DIRECTIONS FOR THIS TASK –
Write out the material below exactly, beginning at the line that contains "Highlight white hair in crowd." and ending with its last line, both ends included; write nothing else.

DATA TO USE –
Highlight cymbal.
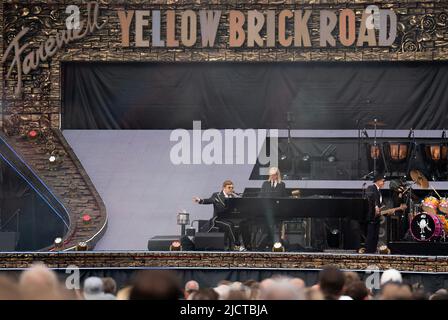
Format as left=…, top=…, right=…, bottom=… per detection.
left=410, top=170, right=429, bottom=189
left=366, top=120, right=387, bottom=127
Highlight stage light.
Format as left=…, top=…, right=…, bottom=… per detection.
left=378, top=245, right=391, bottom=255
left=302, top=154, right=310, bottom=162
left=170, top=240, right=182, bottom=251
left=27, top=129, right=39, bottom=140
left=54, top=237, right=63, bottom=248
left=76, top=242, right=88, bottom=251
left=82, top=214, right=92, bottom=225
left=388, top=143, right=408, bottom=162
left=370, top=145, right=381, bottom=160
left=327, top=155, right=336, bottom=162
left=425, top=144, right=448, bottom=162
left=177, top=211, right=190, bottom=236
left=48, top=152, right=63, bottom=170
left=272, top=242, right=285, bottom=252
left=291, top=190, right=301, bottom=198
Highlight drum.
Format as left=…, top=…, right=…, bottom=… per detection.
left=422, top=196, right=439, bottom=215
left=439, top=198, right=448, bottom=215
left=438, top=214, right=448, bottom=234
left=410, top=213, right=443, bottom=241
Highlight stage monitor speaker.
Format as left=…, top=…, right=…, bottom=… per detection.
left=194, top=232, right=225, bottom=251
left=147, top=235, right=179, bottom=251
left=0, top=232, right=18, bottom=251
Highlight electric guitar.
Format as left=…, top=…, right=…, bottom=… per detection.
left=379, top=204, right=408, bottom=216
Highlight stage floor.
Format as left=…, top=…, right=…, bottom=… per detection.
left=0, top=251, right=447, bottom=273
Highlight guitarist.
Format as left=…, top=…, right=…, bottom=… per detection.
left=365, top=174, right=386, bottom=253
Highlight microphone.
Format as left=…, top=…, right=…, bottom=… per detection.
left=408, top=128, right=413, bottom=138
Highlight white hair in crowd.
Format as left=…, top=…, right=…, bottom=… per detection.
left=213, top=284, right=231, bottom=300
left=19, top=263, right=61, bottom=300
left=381, top=269, right=403, bottom=286
left=259, top=278, right=305, bottom=300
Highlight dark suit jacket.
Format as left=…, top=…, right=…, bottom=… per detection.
left=365, top=184, right=383, bottom=222
left=199, top=191, right=231, bottom=218
left=259, top=181, right=287, bottom=198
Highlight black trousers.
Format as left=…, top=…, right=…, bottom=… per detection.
left=366, top=221, right=380, bottom=253
left=210, top=217, right=251, bottom=249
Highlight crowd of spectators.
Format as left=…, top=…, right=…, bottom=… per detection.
left=0, top=263, right=447, bottom=300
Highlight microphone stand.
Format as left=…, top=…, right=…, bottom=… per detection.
left=406, top=128, right=417, bottom=178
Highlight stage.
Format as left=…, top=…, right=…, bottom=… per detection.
left=0, top=251, right=446, bottom=291
left=0, top=250, right=443, bottom=272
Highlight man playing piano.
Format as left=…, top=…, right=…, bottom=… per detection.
left=193, top=180, right=249, bottom=251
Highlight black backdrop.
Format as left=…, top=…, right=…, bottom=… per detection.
left=62, top=61, right=448, bottom=130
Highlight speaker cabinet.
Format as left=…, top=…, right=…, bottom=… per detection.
left=194, top=232, right=225, bottom=251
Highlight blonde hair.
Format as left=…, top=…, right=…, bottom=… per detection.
left=268, top=167, right=282, bottom=183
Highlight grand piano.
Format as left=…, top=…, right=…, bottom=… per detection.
left=224, top=197, right=368, bottom=220
left=222, top=196, right=369, bottom=250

ANSWER BOX –
Highlight white hair in crowd.
Format as left=…, top=…, right=…, bottom=… per detection.
left=213, top=284, right=231, bottom=300
left=19, top=263, right=61, bottom=300
left=381, top=269, right=403, bottom=286
left=259, top=278, right=305, bottom=300
Highlight dark suit jacket.
Format as left=…, top=…, right=…, bottom=… per detection.
left=365, top=184, right=383, bottom=222
left=199, top=191, right=231, bottom=218
left=259, top=181, right=287, bottom=198
Highlight black trousers.
Format as left=…, top=…, right=…, bottom=… per detection.
left=366, top=221, right=380, bottom=253
left=210, top=217, right=251, bottom=249
Highlight crowd of spectators.
Format as left=…, top=…, right=…, bottom=… per detection.
left=0, top=263, right=447, bottom=300
Highlight microphone stand.
Format as left=…, top=…, right=…, bottom=… per detection.
left=406, top=128, right=417, bottom=178
Highlight stage.
Format as left=…, top=…, right=…, bottom=… per detection.
left=0, top=251, right=446, bottom=291
left=0, top=250, right=443, bottom=272
Highlight man playing piano.
Format as left=…, top=…, right=…, bottom=… per detection.
left=193, top=180, right=249, bottom=251
Highlight black backdrop.
Format as left=…, top=…, right=…, bottom=… per detection.
left=62, top=61, right=448, bottom=130
Highlight speaker cabinet.
Format as left=…, top=…, right=…, bottom=… per detection.
left=194, top=232, right=225, bottom=251
Highlight blonde hair.
Format as left=…, top=…, right=…, bottom=… per detection.
left=268, top=167, right=282, bottom=183
Highlight grand piano.
Format as left=…, top=…, right=…, bottom=… per detection.
left=224, top=197, right=368, bottom=220
left=222, top=196, right=369, bottom=250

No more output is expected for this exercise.